### Selected extract
I’ve been reading a collection of Dino Buzzati short stories translated by Lawrence Venuti; my technique is to read one of the shorter stories when I feel a bit of dread or anxiety from, like, reading something else. (The collection is called The Bewitched Bourgeois by the way.) I’ve enjoyed reading them, and have especially enjoyed allowing myself to read them at random instead of following the collection’s chronological trajectory. Very Kafka, very Borges, but also very original.

Not in the picture above, but I’ve also been working my way through a digital copy of Vladimir Sorokin’s short story collection Dispatches from the District Committee, in translation by Max Lawton (and illustrated by Gregory Klassen). Great gross stuff.

I picked up a collection of Jane Bowles’ sketches, letters, and other ephemera a few weeks ago–I love her stuff, but really it was that these were contained in the somewhat-rare Black Sparrow Press edition Feminine Wiles. I’m pretty sure all of the stuff here is collected in My Sister’s Hand in Mine, but I’ve enjoyed dipping into this one more. It’s slim, not bulky, but that bulky boy’s around her (My Sister’s) if I need him.

### Study questions
**1)** Summarize the reading notes above in two sentences.
**2)** According to the reading notes above, who illustrated Dispatches from the District Committee?

### Record set
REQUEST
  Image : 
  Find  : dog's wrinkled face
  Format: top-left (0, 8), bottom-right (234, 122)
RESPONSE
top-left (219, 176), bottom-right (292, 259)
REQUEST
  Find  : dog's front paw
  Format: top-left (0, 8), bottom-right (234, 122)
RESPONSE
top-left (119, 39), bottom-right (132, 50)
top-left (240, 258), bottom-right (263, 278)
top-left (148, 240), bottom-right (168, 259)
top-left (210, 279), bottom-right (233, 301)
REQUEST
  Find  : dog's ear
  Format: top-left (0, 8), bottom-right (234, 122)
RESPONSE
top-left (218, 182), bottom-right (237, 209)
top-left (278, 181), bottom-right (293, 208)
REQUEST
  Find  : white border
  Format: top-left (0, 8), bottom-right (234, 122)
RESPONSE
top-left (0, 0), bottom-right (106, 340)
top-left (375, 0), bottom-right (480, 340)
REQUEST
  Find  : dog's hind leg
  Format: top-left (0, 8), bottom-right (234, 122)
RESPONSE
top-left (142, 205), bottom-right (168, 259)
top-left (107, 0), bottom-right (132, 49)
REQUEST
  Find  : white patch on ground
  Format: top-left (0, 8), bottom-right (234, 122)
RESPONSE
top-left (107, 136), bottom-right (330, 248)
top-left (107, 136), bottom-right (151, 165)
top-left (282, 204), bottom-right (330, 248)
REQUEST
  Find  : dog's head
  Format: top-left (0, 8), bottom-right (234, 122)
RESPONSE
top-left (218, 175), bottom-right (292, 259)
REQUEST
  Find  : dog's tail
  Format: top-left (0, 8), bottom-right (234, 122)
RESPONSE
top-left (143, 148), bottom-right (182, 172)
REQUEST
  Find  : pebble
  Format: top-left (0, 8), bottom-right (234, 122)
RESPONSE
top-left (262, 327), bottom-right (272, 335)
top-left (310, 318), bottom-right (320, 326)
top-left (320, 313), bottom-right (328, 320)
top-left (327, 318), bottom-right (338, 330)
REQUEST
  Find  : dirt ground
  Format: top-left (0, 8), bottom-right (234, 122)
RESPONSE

### Solutions below
**1)** The writer has been reading Dino Buzzati's short stories in The Bewitched Bourgeois, translated by Lawrence Venuti, picking one at random when feeling dread or anxiety, and is also working through a digital copy of Vladimir Sorokin's Dispatches from the District Committee, translated by Max Lawton. A few weeks ago the writer picked up Feminine Wiles, a somewhat-rare Black Sparrow Press edition of Jane Bowles' sketches, letters, and other ephemera, and has enjoyed dipping into it more than My Sister's Hand in Mine.

**2)** Gregory Klassen.